Rewrite the lines below, starting at the line that contains "line, e.g. [651,40]" and ending at the last line, with "Result" changed to "Output" and nothing else altered. Leave the pictures out.
:: Listing ::
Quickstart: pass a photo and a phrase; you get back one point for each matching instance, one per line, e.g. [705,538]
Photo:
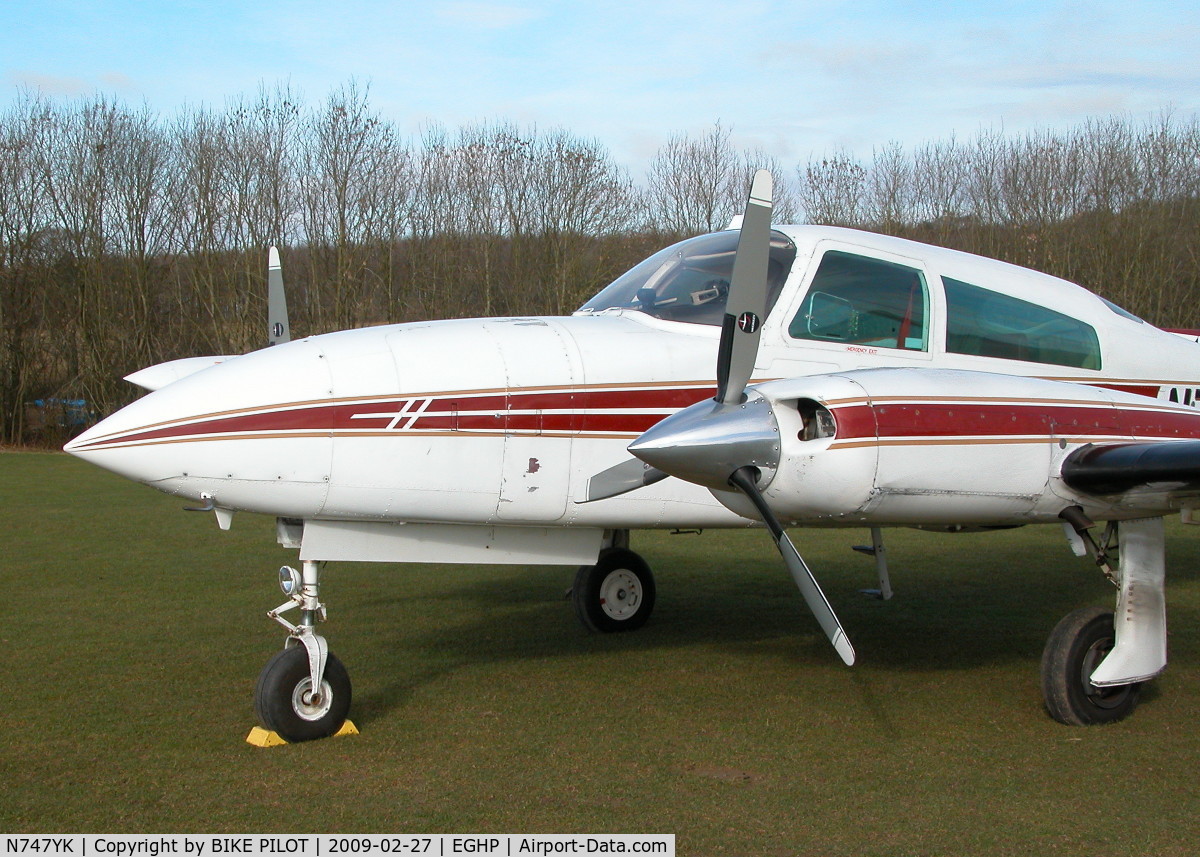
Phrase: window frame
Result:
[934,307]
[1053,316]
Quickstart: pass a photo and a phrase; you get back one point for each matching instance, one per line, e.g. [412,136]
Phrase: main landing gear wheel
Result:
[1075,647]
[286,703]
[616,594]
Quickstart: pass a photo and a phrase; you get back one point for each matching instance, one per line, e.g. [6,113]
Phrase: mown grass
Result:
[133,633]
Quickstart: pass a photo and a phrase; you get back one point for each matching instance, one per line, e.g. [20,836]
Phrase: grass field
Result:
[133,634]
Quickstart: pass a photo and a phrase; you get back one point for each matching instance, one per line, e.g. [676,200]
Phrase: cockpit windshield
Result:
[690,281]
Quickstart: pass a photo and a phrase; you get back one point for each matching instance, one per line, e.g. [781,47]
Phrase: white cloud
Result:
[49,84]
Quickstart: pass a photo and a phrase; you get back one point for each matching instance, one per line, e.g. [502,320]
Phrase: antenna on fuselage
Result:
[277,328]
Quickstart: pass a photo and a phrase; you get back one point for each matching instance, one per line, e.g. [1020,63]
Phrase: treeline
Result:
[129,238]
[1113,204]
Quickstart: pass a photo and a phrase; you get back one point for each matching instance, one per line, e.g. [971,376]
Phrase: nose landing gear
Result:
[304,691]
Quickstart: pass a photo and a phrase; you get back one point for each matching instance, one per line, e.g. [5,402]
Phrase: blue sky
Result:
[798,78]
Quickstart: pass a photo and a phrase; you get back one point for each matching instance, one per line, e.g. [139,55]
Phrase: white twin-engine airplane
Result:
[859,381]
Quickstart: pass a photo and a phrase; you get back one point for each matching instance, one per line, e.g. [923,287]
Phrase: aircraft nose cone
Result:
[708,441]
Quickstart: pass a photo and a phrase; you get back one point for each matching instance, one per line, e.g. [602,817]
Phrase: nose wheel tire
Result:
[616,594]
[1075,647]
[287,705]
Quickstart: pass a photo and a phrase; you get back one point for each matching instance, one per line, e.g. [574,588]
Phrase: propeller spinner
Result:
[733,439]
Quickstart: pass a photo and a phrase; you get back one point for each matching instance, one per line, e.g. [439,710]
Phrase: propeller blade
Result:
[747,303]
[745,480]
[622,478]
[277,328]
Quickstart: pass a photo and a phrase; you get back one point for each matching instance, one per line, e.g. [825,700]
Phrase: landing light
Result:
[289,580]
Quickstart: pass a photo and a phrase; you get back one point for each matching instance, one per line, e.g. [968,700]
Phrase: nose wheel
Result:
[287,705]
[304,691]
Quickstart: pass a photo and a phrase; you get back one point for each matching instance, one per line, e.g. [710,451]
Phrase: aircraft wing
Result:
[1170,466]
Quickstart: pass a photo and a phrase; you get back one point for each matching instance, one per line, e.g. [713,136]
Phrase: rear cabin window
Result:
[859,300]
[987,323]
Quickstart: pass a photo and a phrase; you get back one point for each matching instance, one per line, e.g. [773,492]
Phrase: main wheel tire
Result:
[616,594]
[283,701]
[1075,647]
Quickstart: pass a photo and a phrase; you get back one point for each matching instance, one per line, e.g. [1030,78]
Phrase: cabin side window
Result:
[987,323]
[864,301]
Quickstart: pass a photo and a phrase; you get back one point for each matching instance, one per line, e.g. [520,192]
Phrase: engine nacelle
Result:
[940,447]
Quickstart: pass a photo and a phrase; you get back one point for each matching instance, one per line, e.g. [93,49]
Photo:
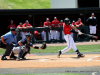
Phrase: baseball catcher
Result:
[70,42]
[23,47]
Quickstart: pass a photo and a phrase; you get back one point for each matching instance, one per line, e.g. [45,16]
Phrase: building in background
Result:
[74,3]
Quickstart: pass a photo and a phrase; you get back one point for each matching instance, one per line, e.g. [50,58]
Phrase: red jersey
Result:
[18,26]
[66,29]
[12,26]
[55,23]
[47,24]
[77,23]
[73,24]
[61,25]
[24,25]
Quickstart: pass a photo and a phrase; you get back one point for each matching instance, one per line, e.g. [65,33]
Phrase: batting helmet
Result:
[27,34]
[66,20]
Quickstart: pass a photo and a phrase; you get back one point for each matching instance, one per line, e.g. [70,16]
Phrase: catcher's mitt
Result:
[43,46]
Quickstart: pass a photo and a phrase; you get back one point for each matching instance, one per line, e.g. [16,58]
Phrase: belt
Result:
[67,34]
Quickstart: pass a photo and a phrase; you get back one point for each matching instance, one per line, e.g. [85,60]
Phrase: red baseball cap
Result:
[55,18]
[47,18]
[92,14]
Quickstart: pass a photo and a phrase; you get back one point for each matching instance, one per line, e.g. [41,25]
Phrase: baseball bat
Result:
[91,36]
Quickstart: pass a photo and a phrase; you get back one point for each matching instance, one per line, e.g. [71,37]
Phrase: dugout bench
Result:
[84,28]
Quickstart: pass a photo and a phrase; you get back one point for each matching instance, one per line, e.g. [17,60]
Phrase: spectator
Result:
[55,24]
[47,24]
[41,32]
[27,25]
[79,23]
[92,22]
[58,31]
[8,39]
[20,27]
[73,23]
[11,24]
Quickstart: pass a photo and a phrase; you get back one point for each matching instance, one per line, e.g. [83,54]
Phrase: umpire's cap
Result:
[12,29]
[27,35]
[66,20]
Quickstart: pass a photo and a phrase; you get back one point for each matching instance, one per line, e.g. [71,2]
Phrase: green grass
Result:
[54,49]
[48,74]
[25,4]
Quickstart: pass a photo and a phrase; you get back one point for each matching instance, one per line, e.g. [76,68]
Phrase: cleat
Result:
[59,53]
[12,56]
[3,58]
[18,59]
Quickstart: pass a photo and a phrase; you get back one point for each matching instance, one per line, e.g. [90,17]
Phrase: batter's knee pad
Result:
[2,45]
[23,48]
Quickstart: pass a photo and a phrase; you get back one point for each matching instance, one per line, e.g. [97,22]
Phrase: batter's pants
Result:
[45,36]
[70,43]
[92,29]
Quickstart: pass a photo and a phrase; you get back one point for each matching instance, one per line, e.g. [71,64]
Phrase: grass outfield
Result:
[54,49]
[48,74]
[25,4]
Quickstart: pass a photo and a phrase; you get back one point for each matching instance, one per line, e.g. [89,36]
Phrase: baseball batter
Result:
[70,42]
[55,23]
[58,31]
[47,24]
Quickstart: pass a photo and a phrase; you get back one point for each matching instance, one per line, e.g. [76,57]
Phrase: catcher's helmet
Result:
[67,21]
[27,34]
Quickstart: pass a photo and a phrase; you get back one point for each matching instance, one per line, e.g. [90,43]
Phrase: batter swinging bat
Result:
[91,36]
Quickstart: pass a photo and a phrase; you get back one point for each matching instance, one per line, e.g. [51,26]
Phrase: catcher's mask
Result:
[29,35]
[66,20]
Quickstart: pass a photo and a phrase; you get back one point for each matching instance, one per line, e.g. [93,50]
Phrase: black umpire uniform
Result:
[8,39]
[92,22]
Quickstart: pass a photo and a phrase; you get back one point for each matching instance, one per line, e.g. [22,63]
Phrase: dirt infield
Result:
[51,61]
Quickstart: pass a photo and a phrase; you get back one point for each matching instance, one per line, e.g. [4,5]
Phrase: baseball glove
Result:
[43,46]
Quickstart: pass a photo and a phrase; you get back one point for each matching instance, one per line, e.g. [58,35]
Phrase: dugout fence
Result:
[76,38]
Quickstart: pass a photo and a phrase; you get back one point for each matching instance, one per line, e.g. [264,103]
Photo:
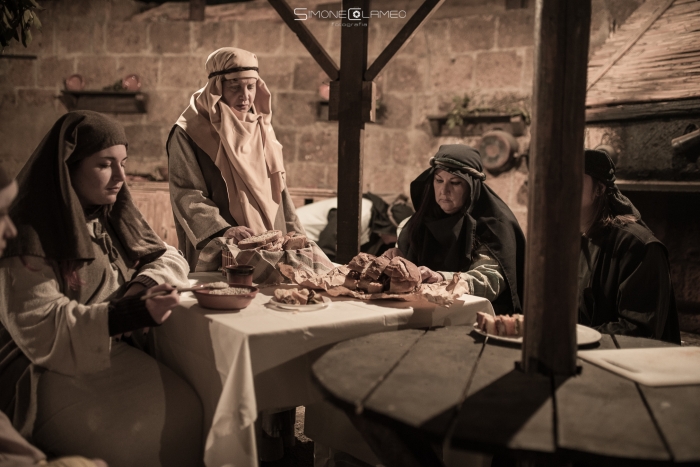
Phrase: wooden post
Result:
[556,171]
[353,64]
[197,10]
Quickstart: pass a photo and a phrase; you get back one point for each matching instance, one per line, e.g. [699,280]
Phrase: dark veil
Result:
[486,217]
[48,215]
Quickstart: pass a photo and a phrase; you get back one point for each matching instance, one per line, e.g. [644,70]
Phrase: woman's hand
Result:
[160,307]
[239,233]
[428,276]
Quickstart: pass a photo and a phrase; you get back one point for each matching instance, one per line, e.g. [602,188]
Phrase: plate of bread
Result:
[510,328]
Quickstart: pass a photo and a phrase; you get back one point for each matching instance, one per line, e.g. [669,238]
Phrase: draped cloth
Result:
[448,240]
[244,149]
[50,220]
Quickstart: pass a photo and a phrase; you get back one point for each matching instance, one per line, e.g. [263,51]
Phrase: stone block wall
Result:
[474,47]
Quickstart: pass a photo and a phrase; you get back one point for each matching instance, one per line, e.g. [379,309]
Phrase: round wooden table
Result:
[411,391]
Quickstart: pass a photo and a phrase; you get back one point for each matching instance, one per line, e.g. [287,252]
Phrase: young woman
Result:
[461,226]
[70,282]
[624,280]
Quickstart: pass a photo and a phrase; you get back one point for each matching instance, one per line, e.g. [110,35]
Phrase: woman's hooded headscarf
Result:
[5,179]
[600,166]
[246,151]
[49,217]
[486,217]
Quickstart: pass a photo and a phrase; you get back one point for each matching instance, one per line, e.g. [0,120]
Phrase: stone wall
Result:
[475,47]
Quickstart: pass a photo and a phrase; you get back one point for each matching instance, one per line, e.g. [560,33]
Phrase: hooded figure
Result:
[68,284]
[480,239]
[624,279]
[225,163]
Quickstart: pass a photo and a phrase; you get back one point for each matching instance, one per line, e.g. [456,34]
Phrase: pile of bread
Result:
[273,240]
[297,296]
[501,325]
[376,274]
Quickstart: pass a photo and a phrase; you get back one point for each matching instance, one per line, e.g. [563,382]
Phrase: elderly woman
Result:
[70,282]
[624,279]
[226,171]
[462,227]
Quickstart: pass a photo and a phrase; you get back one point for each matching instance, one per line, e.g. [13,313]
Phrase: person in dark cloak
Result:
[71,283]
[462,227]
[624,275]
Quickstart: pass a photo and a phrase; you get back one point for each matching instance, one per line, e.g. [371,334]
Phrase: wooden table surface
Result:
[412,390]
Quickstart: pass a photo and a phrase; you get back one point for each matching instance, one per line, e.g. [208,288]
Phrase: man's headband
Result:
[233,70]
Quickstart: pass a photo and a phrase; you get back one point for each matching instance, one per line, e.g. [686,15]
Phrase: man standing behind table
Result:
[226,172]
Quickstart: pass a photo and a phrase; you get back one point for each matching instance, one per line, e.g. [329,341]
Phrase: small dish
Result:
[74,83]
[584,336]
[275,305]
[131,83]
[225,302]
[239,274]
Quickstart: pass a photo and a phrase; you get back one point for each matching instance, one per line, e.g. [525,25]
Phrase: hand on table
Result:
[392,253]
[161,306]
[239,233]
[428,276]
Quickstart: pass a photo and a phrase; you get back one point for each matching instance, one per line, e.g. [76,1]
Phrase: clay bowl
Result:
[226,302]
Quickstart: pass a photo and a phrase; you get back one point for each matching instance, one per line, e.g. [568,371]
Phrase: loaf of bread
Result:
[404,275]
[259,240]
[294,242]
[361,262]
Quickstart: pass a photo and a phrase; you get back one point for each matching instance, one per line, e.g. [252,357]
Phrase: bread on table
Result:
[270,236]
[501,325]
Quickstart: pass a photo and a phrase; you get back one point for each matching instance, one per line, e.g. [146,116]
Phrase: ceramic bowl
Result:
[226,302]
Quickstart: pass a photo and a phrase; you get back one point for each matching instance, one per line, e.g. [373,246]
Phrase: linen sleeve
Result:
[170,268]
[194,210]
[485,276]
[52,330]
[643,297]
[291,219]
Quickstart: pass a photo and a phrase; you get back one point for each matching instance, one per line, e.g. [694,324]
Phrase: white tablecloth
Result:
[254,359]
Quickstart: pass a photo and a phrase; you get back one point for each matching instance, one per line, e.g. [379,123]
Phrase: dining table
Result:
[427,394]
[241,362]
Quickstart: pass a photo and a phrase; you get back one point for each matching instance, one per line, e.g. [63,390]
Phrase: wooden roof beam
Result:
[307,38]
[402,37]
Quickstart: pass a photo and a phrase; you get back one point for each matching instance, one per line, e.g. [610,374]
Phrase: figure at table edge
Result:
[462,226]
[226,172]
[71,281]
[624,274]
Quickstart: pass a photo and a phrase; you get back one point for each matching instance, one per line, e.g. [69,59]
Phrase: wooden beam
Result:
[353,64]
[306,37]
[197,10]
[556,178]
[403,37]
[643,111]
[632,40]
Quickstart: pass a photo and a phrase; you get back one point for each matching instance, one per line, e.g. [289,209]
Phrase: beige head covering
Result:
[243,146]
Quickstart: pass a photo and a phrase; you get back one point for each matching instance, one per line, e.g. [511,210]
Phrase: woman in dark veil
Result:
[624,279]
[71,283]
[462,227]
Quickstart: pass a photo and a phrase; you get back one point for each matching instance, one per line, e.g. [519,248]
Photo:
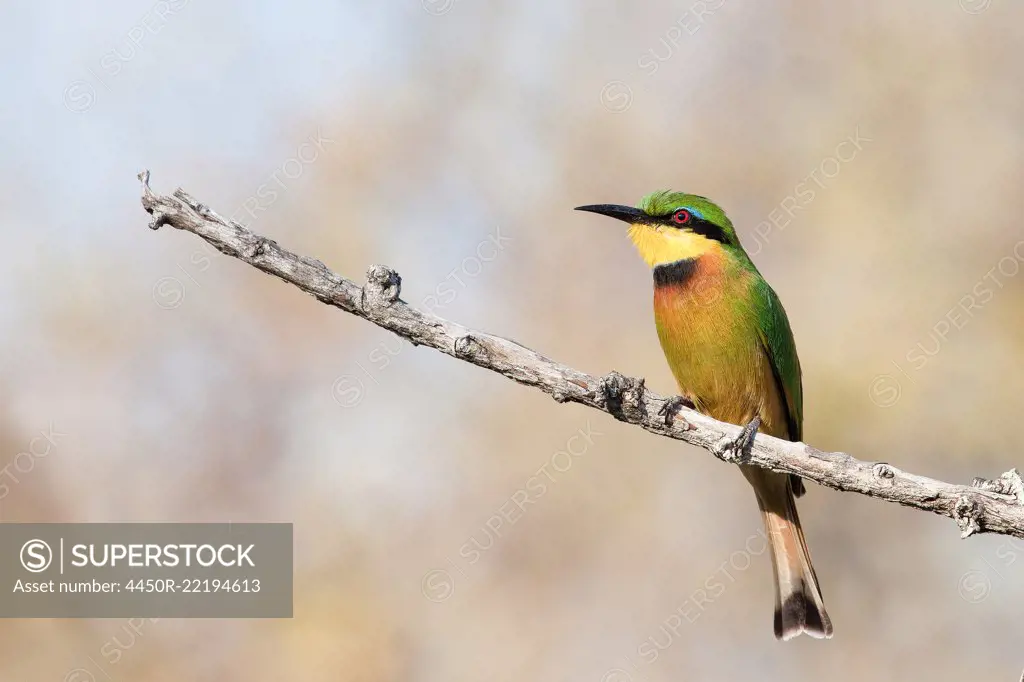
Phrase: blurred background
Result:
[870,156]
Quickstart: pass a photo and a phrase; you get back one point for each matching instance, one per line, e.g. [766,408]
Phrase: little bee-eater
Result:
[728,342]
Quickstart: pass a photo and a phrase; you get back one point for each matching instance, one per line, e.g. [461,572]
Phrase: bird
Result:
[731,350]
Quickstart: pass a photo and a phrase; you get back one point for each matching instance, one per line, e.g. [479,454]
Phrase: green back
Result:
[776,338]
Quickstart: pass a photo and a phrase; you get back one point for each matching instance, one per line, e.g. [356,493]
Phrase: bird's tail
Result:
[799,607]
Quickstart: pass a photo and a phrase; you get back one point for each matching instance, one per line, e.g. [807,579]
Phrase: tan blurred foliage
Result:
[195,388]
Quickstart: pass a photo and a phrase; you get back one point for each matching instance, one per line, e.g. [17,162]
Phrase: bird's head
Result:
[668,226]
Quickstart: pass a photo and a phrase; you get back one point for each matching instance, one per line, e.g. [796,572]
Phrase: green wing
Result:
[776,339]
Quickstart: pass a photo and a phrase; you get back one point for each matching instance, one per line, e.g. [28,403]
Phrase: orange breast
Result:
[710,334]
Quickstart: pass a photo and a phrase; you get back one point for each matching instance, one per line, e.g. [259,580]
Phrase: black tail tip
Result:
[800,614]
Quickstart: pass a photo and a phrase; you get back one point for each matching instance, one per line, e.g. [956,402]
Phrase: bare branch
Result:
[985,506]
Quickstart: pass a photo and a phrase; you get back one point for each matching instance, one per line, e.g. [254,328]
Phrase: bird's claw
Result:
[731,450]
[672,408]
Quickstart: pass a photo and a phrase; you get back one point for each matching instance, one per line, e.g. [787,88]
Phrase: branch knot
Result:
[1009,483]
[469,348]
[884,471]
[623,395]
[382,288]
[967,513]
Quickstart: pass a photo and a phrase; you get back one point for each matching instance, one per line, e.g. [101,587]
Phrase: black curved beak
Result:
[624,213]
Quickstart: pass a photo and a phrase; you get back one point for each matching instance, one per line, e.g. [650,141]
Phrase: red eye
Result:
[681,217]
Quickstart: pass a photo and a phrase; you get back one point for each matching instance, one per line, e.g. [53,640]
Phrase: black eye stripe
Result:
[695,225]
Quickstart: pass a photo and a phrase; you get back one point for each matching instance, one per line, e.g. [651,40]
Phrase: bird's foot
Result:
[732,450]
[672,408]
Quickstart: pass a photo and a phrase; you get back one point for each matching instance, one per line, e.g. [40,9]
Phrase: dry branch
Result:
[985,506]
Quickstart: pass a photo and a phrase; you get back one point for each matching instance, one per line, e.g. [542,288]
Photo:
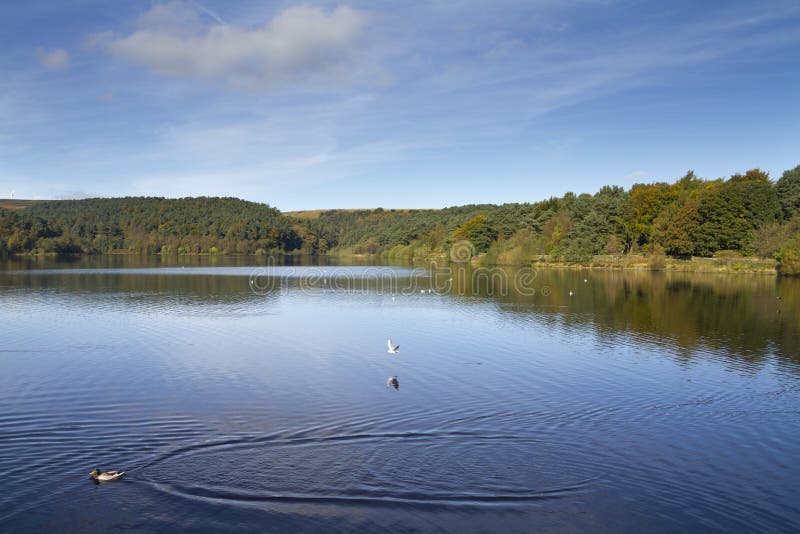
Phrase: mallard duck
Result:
:::
Exercise answer ▸
Quickstart: pass a photo and a phrase; you get back one point for each matching instance, one per line, e.g. [651,40]
Phrase: bird's foot
Output:
[732,450]
[672,408]
Quickstart: pass a photo and a phrase; you get back one point for each matching instance, one per line, e.g. [40,9]
Phrase: dry branch
Output:
[985,506]
Quickstart: pass a photo and a phrase; you get back one point for each matching instance, one per line, e.g. [542,288]
Photo:
Phrase: mallard duck
Output:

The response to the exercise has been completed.